QUOTED PASSAGE
* * *

## RESISTANCE OF A COMBINATION OF RESISTORS

There are two ways of combining the resistors in a circuit. Figure below shows an electric circuit in which three resistors having resistances R1, R2 and R3, respectively, are joined end to end. Here the resistors are said to be connected in series. In series, there is only one path for flow of current.

Next Figure shows a combination of resistors in which three resistors are connected together between points X and Y. Here, the resistors are said to be connected in parallel. In parallel, there is separate path for flow of current in each resistor.

## Resistors in Series

In a series combination of resistors
(1) Same current I flow through each resistor.
(2) Potential difference across each resistor is different. V1 across R1, V2 across R2 and Vacross R3.
(3) Total potential difference across the combination is equal to the sum of potential difference across the individual resistors. That is,
$V=V_1+V_2+V_3$

## Equivalent Resistance of Series Combination

Let I be the current through the circuit. The current through each resistor is also I. Applying the Ohm’s law to three resistors separately, we have
$V_1=IR_1$
$V_2=IR_2$
$V_3=IR_3$

Since
$V=V_1+V_2+V_3$

We have
$V=IR_1+IR_2+IR_3$
$V=I(R_1+R_2+R_3)$
$\frac{V}{I}=R_1+R_2+R_3$
or
$R_s=R_1+R_2+R_3$

Where, RS is the equivalent resistance of the series combination.

We can conclude that when several resistors are joined in series, the resistance of the combination RS equals the sum of their individual resistances, R1, R2, R3, and is thus greater than any individual resistance.

We can imagine a single resistor Rreplacing the three resistors joined in series such that the potential difference V across it, and the current I through the circuit remains the same.

## Resistors in Parallel

In parallel combination of resistors

(1) Potential difference across each resistor is same.
(2) Current through each resistor is different. I1 across R1, I2 across R2 and I3 across R3
(3) The total current I, is equal to the sum of the
separate currents through each resistor of the
combination.
$I=I_1+I_2+I_3$

## Equivalent resistance in parallel combination

On applying Ohm’s law to each resistor of parallel combination, we have
$I_1=\frac{V}{R_1}$
$I_2=\frac{V}{R_2}$
$I_3=\frac{V}{R_3}$
Since
$I=I_1+I_2+I_3$

We have
$I=\frac{V}{R_1}+\frac{V}{R_2}+\frac{V}{R_3}$

$I=V(\frac{1}{R_1}+\frac{1}{R_2}+\frac{1}{R_3})$
$\frac{I}{V}=\frac{1}{R_1}+\frac{1}{R_2}+\frac{1}{R_3}$
$\frac{1}{R_P}=\frac{1}{R_1}+\frac{1}{R_2}+\frac{1}{R_3}$

Thus, we may conclude that the reciprocal of the equivalent resistance of a group of resistances joined in parallel is equal to the sum of the reciprocals of the individual resistances.

## Preference of parallel combination over series

We prefer parallel combination over series combination in domestic circuit because of the following reasons:

(1) In a series circuit the current is constant throughout the electric circuit. Thus it is impracticable to connect different appliances such as an electric bulb and an electric heater in series, because they need currents of different values to function properly.
(2) Another major disadvantage of a series circuit is that when one electrical device fails the circuit is broken and none of the devices connected in the circuit works.

* * *

DATA
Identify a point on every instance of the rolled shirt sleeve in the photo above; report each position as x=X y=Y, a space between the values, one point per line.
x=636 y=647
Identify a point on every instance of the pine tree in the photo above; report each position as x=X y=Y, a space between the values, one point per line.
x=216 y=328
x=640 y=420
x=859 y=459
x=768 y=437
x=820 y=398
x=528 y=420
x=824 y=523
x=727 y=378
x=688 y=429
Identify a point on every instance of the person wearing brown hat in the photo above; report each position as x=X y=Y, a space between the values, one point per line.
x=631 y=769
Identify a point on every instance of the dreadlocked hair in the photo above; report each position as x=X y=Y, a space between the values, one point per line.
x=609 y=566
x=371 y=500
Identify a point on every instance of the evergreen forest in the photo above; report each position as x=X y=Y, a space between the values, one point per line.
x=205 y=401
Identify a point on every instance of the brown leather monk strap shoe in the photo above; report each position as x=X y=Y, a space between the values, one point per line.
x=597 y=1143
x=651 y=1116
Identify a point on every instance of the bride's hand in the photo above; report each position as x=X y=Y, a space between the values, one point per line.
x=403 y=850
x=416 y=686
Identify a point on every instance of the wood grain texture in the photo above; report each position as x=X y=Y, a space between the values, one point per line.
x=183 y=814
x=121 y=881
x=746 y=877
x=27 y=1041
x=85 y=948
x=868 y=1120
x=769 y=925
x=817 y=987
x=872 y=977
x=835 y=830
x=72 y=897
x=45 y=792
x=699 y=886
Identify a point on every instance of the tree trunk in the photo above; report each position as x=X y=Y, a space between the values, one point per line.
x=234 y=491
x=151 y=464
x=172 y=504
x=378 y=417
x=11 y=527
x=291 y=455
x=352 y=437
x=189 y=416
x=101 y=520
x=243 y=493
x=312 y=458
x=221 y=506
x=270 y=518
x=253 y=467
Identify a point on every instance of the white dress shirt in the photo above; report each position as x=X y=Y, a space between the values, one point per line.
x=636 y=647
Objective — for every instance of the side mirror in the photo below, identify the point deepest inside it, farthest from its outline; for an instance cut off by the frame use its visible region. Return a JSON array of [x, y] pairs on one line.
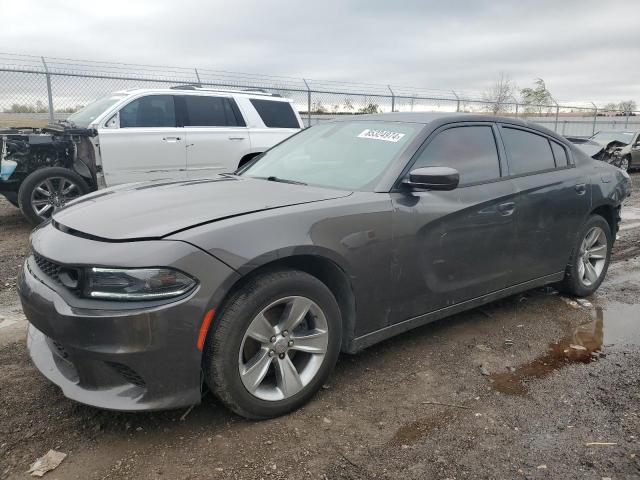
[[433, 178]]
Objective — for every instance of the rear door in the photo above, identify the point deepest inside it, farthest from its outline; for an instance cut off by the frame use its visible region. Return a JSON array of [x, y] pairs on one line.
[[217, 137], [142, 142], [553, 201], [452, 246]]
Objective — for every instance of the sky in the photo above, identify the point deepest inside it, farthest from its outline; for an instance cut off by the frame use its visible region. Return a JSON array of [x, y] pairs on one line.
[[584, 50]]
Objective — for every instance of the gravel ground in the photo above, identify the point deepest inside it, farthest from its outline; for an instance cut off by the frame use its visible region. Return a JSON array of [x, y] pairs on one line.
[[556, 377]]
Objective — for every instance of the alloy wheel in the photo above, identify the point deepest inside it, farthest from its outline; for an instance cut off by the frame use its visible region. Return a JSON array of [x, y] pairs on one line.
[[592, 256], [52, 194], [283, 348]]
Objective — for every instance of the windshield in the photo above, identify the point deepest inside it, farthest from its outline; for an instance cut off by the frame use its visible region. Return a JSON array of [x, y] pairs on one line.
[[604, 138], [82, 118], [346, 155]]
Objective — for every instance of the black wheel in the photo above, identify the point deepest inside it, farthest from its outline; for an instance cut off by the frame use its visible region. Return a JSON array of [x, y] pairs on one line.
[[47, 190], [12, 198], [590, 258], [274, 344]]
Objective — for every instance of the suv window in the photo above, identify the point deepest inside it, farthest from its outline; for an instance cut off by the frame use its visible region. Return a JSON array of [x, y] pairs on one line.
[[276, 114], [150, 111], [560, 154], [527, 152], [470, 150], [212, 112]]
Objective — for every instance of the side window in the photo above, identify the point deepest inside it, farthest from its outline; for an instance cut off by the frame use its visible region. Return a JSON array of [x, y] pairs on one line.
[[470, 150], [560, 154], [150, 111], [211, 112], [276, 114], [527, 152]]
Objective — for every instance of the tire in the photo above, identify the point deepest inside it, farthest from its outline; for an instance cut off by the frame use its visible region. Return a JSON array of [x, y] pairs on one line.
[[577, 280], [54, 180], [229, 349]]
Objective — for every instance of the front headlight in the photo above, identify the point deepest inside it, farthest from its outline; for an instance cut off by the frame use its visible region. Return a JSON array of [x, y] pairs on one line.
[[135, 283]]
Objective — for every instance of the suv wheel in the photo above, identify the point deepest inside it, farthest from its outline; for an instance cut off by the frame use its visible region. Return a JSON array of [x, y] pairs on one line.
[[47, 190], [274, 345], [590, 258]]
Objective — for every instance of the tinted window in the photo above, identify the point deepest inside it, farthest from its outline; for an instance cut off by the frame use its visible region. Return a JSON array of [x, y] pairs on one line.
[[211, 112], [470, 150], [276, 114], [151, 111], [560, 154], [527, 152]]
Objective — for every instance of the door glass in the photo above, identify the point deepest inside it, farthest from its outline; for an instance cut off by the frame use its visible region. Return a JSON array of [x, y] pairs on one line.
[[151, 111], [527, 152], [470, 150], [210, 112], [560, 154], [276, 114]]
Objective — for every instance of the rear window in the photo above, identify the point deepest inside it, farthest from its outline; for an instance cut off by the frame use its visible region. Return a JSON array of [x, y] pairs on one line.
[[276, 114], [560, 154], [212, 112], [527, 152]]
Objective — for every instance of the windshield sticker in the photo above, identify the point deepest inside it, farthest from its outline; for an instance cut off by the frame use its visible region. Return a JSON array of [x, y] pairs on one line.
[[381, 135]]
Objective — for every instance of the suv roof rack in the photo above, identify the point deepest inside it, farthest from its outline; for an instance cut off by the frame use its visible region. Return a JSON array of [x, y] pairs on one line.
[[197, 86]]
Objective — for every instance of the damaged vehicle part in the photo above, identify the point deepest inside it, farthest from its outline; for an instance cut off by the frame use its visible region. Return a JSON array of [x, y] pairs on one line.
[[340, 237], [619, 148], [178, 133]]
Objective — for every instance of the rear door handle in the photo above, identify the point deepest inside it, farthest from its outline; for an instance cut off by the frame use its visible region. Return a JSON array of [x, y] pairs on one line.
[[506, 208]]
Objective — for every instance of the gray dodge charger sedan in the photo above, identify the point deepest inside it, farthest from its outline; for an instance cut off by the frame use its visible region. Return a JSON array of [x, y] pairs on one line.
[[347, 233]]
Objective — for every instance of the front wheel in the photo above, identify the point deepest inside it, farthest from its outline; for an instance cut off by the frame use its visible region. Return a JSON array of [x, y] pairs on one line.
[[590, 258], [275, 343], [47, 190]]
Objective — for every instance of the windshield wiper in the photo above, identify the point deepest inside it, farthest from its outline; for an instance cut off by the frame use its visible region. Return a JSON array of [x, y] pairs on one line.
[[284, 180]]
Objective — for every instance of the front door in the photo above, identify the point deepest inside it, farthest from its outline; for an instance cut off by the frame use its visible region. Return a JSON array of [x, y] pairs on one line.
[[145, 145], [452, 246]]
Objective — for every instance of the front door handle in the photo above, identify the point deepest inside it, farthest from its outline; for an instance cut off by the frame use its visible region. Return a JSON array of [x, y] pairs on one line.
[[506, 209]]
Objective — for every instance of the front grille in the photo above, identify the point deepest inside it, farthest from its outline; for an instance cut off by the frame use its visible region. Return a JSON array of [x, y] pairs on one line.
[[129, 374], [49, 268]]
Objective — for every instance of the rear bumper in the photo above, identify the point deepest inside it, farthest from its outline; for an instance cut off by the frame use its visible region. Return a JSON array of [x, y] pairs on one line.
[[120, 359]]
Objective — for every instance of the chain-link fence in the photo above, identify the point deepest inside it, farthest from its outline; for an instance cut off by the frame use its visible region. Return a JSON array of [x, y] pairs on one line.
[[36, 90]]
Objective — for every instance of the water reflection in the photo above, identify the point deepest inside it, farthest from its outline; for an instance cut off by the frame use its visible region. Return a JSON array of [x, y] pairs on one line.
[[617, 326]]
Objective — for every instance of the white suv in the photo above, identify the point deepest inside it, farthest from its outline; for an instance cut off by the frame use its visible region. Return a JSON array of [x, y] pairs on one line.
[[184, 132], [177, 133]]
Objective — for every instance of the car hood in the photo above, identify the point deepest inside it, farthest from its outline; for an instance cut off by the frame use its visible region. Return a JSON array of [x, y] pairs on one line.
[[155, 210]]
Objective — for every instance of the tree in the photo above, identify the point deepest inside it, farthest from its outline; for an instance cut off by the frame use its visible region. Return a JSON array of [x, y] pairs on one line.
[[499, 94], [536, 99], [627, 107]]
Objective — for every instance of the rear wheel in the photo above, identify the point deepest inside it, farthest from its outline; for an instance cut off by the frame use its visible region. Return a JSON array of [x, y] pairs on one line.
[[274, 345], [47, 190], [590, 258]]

* * *

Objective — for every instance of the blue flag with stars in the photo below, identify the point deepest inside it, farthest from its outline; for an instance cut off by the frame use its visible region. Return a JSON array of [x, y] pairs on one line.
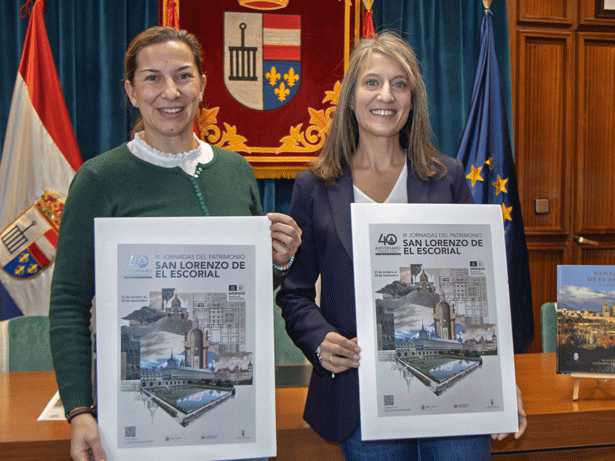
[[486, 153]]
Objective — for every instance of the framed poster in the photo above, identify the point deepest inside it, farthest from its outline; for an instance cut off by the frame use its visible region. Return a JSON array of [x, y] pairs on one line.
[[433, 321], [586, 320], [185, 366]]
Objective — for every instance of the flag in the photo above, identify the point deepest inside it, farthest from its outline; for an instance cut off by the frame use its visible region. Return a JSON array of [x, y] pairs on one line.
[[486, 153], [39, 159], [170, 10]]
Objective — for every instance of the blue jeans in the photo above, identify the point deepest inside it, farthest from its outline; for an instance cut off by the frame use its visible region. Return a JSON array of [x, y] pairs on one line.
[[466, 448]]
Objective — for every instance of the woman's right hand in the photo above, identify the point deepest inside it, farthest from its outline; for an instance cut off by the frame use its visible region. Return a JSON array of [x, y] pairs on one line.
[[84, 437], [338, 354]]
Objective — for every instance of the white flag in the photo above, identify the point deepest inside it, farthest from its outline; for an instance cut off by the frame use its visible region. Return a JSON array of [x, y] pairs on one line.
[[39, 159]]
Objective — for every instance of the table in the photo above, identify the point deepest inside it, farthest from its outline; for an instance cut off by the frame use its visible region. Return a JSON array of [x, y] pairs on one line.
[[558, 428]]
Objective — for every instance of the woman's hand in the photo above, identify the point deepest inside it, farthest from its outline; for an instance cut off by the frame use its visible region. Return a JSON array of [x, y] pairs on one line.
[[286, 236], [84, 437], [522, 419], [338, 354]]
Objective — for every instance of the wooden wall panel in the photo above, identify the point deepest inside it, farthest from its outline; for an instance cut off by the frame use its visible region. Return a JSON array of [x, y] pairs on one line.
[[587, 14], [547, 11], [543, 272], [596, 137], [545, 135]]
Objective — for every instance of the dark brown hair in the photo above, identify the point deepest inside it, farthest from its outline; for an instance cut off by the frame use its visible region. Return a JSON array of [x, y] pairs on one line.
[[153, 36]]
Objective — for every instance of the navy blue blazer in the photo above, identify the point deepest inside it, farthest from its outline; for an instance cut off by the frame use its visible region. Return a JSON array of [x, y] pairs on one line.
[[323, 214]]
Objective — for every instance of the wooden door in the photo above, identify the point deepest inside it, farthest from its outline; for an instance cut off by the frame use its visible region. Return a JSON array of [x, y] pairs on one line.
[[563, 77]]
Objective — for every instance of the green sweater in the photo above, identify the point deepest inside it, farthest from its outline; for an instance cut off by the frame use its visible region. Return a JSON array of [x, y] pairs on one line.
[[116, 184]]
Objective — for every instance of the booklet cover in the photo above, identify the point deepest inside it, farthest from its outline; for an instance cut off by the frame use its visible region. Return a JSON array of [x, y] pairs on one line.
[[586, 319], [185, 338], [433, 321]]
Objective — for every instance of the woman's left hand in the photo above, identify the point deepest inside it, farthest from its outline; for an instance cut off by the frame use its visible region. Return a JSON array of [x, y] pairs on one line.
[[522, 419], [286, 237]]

* * *

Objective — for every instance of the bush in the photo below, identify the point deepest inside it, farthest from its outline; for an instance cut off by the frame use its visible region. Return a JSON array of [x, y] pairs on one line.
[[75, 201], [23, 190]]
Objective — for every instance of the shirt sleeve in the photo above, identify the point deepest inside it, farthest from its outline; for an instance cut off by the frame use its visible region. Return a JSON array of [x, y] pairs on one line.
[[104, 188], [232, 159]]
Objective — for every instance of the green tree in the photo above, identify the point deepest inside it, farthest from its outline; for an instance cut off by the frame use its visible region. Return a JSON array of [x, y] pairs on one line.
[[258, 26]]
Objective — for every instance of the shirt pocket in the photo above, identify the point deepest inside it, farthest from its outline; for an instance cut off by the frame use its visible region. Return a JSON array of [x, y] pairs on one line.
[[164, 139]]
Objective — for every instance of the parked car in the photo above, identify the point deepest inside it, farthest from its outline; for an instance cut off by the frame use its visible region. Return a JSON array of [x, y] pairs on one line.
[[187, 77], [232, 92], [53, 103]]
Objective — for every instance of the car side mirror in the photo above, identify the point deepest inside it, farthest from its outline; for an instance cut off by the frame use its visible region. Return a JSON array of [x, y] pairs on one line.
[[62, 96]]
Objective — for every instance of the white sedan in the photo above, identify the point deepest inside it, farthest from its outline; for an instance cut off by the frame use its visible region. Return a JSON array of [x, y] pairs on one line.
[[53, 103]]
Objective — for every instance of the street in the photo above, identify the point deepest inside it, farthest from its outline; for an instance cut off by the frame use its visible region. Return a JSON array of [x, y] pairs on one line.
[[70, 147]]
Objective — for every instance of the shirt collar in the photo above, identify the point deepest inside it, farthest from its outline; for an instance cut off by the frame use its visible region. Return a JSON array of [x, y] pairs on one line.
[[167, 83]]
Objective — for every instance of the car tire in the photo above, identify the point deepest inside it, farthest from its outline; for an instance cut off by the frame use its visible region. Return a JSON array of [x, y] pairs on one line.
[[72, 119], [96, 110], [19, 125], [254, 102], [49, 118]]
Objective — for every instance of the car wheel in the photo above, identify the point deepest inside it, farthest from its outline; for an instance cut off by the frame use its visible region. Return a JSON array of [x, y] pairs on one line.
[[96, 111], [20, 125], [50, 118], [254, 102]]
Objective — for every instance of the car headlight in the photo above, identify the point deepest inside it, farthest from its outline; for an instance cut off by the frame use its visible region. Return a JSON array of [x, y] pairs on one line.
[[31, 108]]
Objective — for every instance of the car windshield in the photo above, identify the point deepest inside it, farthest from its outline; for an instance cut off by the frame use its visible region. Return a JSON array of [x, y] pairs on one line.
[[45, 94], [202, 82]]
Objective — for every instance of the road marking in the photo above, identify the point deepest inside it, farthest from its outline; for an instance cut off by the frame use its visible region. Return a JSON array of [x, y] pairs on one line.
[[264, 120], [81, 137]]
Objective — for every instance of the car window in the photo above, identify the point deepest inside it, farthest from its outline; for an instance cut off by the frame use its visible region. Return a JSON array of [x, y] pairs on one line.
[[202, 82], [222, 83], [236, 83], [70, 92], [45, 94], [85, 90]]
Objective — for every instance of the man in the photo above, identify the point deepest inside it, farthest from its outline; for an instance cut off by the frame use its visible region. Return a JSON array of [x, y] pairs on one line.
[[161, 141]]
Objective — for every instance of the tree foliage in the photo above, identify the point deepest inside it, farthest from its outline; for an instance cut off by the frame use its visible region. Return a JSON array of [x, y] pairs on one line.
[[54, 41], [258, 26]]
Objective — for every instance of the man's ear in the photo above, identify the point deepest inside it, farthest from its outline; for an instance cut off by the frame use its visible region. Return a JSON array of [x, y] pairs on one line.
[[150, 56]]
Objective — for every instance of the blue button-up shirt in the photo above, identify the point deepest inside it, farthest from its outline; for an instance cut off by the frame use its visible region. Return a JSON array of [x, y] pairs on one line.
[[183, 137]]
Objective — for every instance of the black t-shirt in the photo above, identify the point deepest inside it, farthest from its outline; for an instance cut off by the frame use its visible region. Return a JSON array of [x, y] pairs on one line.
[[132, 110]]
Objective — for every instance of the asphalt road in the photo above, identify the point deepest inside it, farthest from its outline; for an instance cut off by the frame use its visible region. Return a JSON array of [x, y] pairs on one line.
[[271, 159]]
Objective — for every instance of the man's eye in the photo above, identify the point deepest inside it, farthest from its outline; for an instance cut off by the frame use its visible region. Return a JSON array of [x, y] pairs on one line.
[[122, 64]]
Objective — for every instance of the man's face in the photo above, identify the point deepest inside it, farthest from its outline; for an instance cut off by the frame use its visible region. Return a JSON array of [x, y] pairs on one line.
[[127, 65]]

* * *

WORK INSTRUCTIONS
Reproduce the passage of the resistor-combination text from "## RESISTANCE OF" to "and Vacross R3.".

FULL SOLUTION
## RESISTANCE OF A COMBINATION OF RESISTORS

There are two ways of combining the resistors in a circuit. Figure below shows an electric circuit in which three resistors having resistances R1, R2 and R3, respectively, are joined end to end. Here the resistors are said to be connected in series. In series, there is only one path for flow of current.

Next Figure shows a combination of resistors in which three resistors are connected together between points X and Y. Here, the resistors are said to be connected in parallel. In parallel, there is separate path for flow of current in each resistor.

## Resistors in Series

In a series combination of resistors
(1) Same current I flow through each resistor.
(2) Potential difference across each resistor is different. V1 across R1, V2 across R2 and Vacross R3.